[Exercise instructions]
1 > From the passage about right and wrong below, write out the text from "Have you ever felt slightly uneasy but weren’t" up to and including "were unsure why?".
2 > Answer these questions using the passage about right and wrong below.
(a) From what point in life does the passage say we face constant pressure to do things the right way?
(b) What object in school does the passage name as one way expectations are dictated?
(c) In the example of order, what follows "Do bad things"?
3 > Continue the passage about right and wrong from its final sentence.

[Document excerpt]
....................
7 In Living

Have you ever felt slightly uneasy but weren’t sure why?

Have you ever had a gut feeling that something just wasn’t right? Have you ever thought that there might be an easier or better way to do something? Or have you ever felt slightly uneasy but were unsure why?

From the moment we are born, we face constant pressure to do things the right way and to not make mistakes.

This is generally dictated by societal expectations or by someone superior to us—whether it be via the teacher’s big red pen in school, a scolding from our parents or a displeased look from a boss. Regardless, we are encouraged to get things right or to do things in a certain way.

In most cases, this helps us determine what is right and wrong, and suggests there’s a sense of order: Do bad things, go to jail. But as we enter adulthood and go on to university, the workforce, enter relationships, vote…well, the lines between ‘right’ and ‘wrong’ become muddier.
....................
[Listed entries]
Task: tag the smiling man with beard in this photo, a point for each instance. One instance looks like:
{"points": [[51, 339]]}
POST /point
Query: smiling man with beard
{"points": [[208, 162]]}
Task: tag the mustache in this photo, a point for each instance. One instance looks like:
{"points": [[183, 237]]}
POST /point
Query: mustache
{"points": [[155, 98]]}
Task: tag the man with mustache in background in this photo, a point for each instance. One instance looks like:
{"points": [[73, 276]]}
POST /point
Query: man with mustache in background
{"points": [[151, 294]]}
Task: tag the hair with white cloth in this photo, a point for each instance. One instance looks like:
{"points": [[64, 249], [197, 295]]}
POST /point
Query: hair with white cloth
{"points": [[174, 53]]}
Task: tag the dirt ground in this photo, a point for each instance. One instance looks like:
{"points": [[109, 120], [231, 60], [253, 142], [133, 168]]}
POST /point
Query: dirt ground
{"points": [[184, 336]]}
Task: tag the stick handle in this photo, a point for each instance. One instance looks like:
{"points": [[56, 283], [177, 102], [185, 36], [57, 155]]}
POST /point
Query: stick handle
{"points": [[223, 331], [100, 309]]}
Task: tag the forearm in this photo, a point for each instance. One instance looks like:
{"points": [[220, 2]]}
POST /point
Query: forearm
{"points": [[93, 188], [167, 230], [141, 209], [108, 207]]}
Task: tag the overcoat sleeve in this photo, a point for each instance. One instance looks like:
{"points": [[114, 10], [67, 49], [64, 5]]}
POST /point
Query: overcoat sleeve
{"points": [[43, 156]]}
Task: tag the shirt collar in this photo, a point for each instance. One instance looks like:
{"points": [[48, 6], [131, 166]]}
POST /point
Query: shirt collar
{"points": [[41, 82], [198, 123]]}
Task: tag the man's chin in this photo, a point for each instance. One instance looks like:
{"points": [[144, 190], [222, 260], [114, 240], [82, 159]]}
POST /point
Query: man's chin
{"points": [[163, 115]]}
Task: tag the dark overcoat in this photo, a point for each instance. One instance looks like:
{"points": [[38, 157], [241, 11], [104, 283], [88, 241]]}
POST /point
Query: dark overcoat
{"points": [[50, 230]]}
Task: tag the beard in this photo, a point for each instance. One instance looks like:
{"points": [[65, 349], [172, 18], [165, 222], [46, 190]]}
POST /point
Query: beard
....................
[Task responses]
1 >
Have you ever felt slightly uneasy but weren’t sure why?

Have you ever had a gut feeling that something just wasn’t right? Have you ever thought that there might be an easier or better way to do something? Or have you ever felt slightly uneasy but were unsure why?

2 >
(a) From the moment we are born.
(b) The teacher's big red pen.
(c) Go to jail.

3 >
“…Seeking the truth is sometimes like chasing a rabbit through the underbrush. As you approach, it darts away from you. At any given moment, you’re not sure exactly where it is. But you do gain certainty about where it isn’t. That knowledge is useful; it matters”. – Genership 1.0: Beyond Leadership Toward Liberating the Creative Soul, David Castro

Have you ever had a gut feeling that something just wasn’t right? Have you ever thought that there might be an easier or better way to do something? Or have you ever felt slightly uneasy but weren’t sure why?

That’s your intuition, your street smarts, your inner guru sending you a message. Whether it be in the form of butterflies in your belly, alarm bells or a big red flag, sometimes something just doesn’t feel…right! It’s in those moments that we have a choice. We can choose to face what is making us feel uneasy, to interrogate it and see what is really going on or we can choose to ignore the feeling.

None of us like feeling uneasy, and most of us don’t like confrontation, but the ability to turn and face our discomfort and to question what is going on— whether it be internally or face to face with someone—is essential to holding ourselves and others accountable, and to making change and progress.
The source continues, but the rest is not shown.